◆ Direction 1: In the blog post, list each word or phrase that follows "She's" in the run of exclamations about Lindsay.
◆ Direction 2: Reproduce the part of the blog post between "So I recorded" and "a drink. Finally.", inclusive.

*** Document passage ***

Nov 27, 2006

team firecrotch forever.

Besides Blogger being a bitca and rendering me unable to format properly in Safari (biting the hand that publishes me, no?), there's VERY IMPORTANT breaking news:

Paris. Hit. Lindsay.

x17 has the video up here.

(see how easy it is to link rather than steal? coughcoughPEREZcoughcough. Sidenote and true story: I saw that jackhole wearing an ugly scarf in the middle of August. In Los Angeles. When it's 1000+ degrees out. No thanks to global warming. Which Lindsay causes, you know.)

Meanwhile. Certain people - Joan, Krystal, everyone - know of my undying Lohan love and obsession. I hate her! I love her! She's a scoundrel! She's a saint! She's crazy! She's a genius! (apologies to Orson Welles and Citizen Kane). But seriously. Not cool, Paris. And unlike you, Lindsay has actually done something with her life. Okay?

ETA: Just Jared has pictures of that other lovely Firecrotch, Prince Harry, being all shirtless and playing Indiana Jones.. Wow. I know he's pasty and British. But hot damn. Plus, he seems cheeky and fun and if you check the CPMCoG forums, you know the boy is hung like a horse. A very well-endowed horse. Sure, he wore that Nazi uniform, but so did Rolf in SoM, right?

Shut up in advance, teenyboppers,William is rapidly balding and losing his looks...and favoring his dad's features. Also, you're not a 14-year old girl anymore.

EETA:Meanwhile, the LiLo drama (I won't dignify to call it a "feud") grows stranger as Lindsay calls Paris a "cokehead" (the Columbian calling the powder Bolivian, no?), Nicky drops the "firecrotch" bomb. Then Hilton flack/evil genius Elliot Mentz arranges for a photoop as BFFs? With Britbot? Huh? What is going on?

Nov 25, 2006

COBRA. third act and denoue-something.

SUPERDUPER RETCON DISCLAIMER:
These postings were written while I hadn't had a good night's sleep in DAYS. Lack of sleep makes me, well, punch-drunk (despite what H----- told you on her blog on lies, I was not ACTUALLY DRUNK while writing these entries). But, yeah, no sleep makes for a slightly manic, incoherent me. Oh, and I know nothing about football, but, man, that TV Class sure did a number when it came to analyzing advertizing and tropes and shit?

Proceed at your own risk. You may probably be offended if you're a person who knows or cares about Football, Trojans, letting quarterbacks and Joe Scarborough *not* be sexually harassed online by me, etc.
-----------------------------------------

So I recorded the last five minutes of King Cobra during halftime and will catch up on it later. Here's the psuedoliveblog wrapup:

-----

I love the word “rout.”

11/25/06 7:20:55 PM

PIZZA. FINALLY. And a drink. Finally.

Now the liveblog/recap will become even less coherent.

But more entertaining!

11/25/06 7:27:59 PM

Alls I know is that we scored while I was away.

*** Dataset extract ***

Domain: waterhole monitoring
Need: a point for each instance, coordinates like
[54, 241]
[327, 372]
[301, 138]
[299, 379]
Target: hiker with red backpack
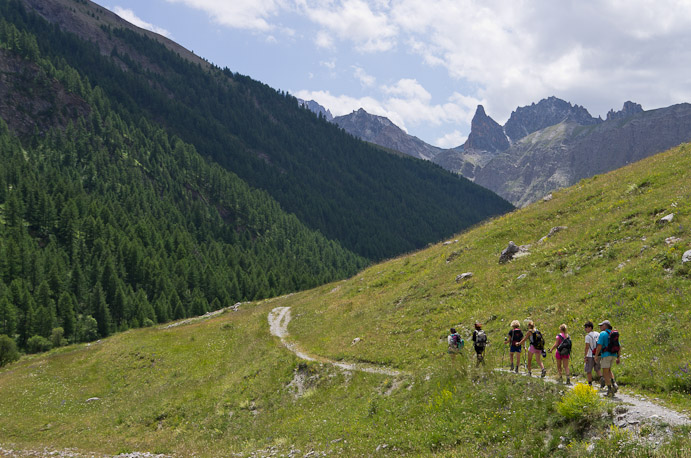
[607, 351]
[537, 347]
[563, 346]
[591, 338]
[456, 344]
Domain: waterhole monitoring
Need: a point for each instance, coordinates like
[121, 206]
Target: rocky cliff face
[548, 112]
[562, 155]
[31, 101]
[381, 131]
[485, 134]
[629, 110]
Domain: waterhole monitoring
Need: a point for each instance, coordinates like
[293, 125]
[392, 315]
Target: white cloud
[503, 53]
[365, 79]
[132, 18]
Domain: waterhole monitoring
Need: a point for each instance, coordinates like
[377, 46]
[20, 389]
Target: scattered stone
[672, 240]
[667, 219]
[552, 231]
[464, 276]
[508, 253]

***
*** Dataset extract ***

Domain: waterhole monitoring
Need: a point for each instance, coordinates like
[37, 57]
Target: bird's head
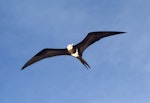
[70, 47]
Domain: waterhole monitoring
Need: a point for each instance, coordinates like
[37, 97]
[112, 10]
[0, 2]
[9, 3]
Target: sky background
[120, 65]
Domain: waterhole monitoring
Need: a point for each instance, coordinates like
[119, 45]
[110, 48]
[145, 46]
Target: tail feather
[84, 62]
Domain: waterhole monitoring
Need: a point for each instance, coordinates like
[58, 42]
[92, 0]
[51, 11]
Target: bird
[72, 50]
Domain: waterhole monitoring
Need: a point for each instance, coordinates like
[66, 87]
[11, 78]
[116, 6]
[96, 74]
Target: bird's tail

***
*** Dataset extract ***

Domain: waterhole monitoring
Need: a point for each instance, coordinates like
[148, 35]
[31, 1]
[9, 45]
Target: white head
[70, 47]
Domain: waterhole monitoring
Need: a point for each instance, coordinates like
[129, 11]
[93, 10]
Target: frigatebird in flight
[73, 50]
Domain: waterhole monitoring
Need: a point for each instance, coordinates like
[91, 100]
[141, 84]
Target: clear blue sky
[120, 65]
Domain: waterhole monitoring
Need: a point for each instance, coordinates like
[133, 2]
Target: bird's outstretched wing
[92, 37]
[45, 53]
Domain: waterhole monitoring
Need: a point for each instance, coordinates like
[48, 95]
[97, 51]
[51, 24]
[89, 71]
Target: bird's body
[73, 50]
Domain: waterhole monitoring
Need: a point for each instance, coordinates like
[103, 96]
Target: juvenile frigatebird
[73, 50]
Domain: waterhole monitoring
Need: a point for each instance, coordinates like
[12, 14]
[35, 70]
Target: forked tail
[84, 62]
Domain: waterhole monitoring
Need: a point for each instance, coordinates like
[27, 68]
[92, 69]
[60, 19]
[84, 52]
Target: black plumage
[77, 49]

***

◆ Exercise output 1:
a scoundrel
a saint
crazy
a genius

◆ Exercise output 2:
So I recorded the last five minutes of King Cobra during halftime and will catch up on it later. Here's the psuedoliveblog wrapup:

-----

I love the word “rout.”

11/25/06 7:20:55 PM

PIZZA. FINALLY. And a drink. Finally.